> **What is required**:
From the listing below, reproduce word for word the lines beginning with the one that contains "wooden cutting board?" and ending with the one that contains "903,3 -> 1013,149".
# Exercise input start
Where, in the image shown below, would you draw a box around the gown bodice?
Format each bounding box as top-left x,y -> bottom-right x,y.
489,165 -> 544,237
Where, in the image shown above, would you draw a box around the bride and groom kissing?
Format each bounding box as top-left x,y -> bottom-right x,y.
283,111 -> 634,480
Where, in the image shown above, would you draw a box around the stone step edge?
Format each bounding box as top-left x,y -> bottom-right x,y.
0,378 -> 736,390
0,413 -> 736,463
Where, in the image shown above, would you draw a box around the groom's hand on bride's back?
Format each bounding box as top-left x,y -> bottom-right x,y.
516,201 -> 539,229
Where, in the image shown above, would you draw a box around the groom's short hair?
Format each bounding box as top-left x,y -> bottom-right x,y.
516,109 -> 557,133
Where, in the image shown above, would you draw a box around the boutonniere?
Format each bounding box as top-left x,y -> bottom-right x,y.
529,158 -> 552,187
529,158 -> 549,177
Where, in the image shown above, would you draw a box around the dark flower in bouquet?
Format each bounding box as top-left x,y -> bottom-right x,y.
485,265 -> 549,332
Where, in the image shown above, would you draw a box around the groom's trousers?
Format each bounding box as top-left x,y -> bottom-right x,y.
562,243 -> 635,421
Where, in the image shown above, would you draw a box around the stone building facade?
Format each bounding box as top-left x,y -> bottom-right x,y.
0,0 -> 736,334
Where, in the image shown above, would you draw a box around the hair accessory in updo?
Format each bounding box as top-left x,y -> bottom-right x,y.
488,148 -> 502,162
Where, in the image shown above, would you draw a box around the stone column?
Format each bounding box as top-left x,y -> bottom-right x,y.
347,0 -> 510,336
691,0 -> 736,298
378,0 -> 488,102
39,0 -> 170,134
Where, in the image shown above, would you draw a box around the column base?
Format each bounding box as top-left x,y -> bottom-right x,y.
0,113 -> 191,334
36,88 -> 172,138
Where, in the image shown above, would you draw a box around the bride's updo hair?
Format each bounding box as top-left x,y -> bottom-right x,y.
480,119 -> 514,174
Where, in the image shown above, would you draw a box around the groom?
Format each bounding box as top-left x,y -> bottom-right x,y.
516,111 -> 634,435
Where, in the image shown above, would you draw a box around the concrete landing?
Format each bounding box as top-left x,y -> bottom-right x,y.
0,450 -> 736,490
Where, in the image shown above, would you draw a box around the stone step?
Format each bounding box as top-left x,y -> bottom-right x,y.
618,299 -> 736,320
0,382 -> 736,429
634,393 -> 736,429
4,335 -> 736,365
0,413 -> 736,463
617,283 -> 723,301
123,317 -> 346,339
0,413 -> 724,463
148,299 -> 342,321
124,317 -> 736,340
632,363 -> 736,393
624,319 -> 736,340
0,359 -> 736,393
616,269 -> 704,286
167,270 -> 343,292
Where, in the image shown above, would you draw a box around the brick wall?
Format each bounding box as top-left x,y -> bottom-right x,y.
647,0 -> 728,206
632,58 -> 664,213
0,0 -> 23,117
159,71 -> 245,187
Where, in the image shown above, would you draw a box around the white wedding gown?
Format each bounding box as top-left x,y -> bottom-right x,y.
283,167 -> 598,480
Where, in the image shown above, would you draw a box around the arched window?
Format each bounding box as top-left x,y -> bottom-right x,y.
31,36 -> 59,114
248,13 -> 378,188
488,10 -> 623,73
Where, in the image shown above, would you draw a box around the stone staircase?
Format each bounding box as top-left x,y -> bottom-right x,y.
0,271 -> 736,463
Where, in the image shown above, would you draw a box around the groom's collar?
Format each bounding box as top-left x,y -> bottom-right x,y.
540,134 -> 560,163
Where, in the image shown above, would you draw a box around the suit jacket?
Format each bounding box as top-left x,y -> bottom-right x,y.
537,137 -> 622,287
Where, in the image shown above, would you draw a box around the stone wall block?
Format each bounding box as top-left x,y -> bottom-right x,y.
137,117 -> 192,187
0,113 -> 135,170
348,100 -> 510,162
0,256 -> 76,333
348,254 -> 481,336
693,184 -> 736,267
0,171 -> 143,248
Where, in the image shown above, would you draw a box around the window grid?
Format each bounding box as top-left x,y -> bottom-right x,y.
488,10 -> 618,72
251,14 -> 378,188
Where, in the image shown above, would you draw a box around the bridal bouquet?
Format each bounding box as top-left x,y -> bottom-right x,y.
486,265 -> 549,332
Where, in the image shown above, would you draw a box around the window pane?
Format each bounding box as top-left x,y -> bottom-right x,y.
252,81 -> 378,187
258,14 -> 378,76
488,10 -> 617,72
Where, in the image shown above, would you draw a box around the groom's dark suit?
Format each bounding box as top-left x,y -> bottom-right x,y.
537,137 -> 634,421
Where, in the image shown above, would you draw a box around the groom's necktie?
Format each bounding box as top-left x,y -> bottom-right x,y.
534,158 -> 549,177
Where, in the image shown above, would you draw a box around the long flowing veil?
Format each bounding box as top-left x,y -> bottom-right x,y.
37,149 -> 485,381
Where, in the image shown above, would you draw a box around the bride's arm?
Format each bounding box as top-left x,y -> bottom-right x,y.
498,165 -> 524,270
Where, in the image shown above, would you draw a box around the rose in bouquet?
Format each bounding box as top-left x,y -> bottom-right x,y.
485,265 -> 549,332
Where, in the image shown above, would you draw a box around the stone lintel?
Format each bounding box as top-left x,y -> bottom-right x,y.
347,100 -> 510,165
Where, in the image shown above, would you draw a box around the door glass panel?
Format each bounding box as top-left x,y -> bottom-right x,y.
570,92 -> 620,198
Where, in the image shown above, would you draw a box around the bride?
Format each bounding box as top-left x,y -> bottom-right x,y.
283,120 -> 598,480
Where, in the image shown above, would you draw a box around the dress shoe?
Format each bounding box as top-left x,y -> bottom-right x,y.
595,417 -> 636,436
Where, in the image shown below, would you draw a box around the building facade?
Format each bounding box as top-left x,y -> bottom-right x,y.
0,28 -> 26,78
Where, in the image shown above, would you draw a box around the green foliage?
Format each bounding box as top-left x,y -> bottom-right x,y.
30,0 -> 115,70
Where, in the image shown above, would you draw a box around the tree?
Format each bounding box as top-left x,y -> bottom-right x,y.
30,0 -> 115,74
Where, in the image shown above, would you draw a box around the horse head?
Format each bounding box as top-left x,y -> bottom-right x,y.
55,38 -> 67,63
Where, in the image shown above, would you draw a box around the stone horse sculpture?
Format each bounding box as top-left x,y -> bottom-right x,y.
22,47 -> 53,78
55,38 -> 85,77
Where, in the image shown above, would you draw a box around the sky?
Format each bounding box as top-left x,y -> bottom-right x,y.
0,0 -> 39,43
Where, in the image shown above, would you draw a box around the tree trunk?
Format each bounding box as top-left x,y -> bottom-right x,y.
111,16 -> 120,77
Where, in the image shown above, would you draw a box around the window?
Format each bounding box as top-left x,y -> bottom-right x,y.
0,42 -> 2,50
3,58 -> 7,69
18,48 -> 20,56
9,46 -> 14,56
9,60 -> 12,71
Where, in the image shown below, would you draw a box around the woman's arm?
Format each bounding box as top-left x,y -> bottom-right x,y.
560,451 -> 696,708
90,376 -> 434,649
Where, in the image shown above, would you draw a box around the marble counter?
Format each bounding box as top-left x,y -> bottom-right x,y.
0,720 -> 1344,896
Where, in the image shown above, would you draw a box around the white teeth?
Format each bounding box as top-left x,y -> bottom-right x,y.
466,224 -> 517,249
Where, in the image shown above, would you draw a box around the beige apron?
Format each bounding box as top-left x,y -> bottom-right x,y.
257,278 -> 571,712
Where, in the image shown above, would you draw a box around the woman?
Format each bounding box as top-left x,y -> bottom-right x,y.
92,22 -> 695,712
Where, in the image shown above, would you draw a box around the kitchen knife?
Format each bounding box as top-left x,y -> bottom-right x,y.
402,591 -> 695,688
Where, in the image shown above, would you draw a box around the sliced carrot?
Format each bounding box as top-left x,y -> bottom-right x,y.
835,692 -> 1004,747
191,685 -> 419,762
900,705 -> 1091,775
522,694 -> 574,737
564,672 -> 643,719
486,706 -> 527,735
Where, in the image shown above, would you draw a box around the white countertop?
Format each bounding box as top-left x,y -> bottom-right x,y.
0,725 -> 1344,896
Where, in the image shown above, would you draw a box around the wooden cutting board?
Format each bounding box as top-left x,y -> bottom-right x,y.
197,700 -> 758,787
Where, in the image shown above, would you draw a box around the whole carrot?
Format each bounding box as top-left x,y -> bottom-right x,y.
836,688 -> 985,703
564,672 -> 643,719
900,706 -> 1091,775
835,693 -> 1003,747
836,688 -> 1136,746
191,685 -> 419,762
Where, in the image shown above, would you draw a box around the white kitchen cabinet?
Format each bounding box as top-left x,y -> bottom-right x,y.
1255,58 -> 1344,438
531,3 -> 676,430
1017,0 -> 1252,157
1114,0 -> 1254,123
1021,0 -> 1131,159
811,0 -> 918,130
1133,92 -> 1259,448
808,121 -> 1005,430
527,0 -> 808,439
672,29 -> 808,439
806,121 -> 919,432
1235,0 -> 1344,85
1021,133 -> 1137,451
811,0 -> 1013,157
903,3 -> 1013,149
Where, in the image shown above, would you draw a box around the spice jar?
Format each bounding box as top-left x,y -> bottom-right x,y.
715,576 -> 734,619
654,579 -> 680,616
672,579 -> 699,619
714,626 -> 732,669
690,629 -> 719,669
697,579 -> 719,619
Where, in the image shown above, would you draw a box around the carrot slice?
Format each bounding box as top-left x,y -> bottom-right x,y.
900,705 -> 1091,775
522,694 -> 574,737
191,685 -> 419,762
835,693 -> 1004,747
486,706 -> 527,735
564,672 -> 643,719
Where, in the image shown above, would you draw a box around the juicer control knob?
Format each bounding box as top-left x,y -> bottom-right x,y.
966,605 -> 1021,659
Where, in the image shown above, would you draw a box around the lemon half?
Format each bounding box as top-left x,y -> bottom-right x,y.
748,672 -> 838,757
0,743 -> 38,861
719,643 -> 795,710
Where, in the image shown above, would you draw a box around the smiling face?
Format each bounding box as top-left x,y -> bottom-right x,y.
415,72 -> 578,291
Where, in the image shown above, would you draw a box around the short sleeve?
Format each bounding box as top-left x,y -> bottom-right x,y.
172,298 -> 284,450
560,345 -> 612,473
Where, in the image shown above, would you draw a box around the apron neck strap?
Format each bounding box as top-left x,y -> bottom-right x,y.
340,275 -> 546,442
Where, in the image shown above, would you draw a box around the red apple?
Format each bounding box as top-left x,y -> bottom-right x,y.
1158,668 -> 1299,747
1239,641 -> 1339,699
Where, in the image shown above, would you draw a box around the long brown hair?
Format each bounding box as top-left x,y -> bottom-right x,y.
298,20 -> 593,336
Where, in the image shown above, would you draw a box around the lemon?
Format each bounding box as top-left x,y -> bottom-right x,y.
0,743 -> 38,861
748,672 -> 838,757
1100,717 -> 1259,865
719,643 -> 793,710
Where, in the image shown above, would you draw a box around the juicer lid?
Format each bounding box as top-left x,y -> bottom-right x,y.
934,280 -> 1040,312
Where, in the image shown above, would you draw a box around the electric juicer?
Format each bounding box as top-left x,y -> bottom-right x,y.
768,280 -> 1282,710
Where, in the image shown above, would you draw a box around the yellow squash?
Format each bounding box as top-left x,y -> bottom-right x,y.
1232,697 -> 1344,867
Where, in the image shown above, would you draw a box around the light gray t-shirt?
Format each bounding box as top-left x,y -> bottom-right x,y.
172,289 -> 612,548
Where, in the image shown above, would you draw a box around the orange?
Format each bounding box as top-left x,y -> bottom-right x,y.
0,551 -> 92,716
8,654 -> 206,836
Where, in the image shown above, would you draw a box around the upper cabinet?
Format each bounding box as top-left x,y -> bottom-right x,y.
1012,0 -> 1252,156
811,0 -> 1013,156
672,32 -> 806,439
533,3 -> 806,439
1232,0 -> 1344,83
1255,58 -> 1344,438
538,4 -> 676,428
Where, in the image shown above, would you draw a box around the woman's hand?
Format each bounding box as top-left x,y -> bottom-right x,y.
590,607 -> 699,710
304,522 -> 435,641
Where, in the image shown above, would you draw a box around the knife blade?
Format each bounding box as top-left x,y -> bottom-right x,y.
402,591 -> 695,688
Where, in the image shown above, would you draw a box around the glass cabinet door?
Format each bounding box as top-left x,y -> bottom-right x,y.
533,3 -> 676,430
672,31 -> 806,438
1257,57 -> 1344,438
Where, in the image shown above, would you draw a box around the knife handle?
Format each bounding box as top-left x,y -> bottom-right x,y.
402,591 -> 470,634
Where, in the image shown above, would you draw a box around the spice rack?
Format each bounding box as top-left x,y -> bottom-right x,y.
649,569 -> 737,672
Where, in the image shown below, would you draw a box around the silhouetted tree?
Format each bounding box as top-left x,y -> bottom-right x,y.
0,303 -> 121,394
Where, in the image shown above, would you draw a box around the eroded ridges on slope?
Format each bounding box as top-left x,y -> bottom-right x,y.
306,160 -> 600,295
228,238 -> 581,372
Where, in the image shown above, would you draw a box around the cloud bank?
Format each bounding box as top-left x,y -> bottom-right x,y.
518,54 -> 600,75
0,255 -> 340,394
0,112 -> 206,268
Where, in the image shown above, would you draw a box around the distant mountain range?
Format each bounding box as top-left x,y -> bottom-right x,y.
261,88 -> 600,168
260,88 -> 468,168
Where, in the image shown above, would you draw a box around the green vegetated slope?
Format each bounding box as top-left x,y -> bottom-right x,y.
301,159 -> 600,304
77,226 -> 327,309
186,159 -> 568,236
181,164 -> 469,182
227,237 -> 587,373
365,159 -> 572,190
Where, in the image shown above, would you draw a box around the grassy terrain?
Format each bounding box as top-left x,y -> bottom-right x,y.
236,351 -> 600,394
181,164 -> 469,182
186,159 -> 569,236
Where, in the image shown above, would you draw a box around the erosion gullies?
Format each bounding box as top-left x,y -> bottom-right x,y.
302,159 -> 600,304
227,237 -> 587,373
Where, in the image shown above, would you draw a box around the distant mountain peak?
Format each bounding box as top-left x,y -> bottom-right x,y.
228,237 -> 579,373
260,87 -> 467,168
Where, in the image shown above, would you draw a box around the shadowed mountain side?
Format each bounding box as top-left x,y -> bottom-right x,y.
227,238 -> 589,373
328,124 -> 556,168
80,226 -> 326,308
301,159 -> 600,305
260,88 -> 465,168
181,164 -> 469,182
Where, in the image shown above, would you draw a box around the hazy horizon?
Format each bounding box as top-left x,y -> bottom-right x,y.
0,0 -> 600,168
# Exercise input end
> **Output for this exercise**:
Where, in the image shown above, would you draw a box around the wooden cutting board?
Format each bounding box as top-left x,y -> bottom-right x,y.
197,700 -> 758,787
Where, in the image shown above, would you draw a box around the whole carrot?
Format each bounding box as top-left x,y -> bottom-right x,y.
836,688 -> 985,703
564,672 -> 643,719
900,706 -> 1091,775
835,693 -> 1003,747
836,688 -> 1136,746
191,685 -> 419,762
Where, in the image shown above, would you draw a box around the white kitchen cabinet?
Format each bounding box as top-left x,y -> bottom-right x,y.
1255,58 -> 1344,438
531,3 -> 676,430
1017,0 -> 1252,157
1114,0 -> 1254,123
1021,0 -> 1131,159
811,0 -> 918,130
1133,92 -> 1259,448
808,121 -> 1005,430
527,0 -> 808,439
672,29 -> 808,439
806,121 -> 919,432
1235,0 -> 1344,85
1021,133 -> 1137,451
811,0 -> 1013,157
903,3 -> 1013,149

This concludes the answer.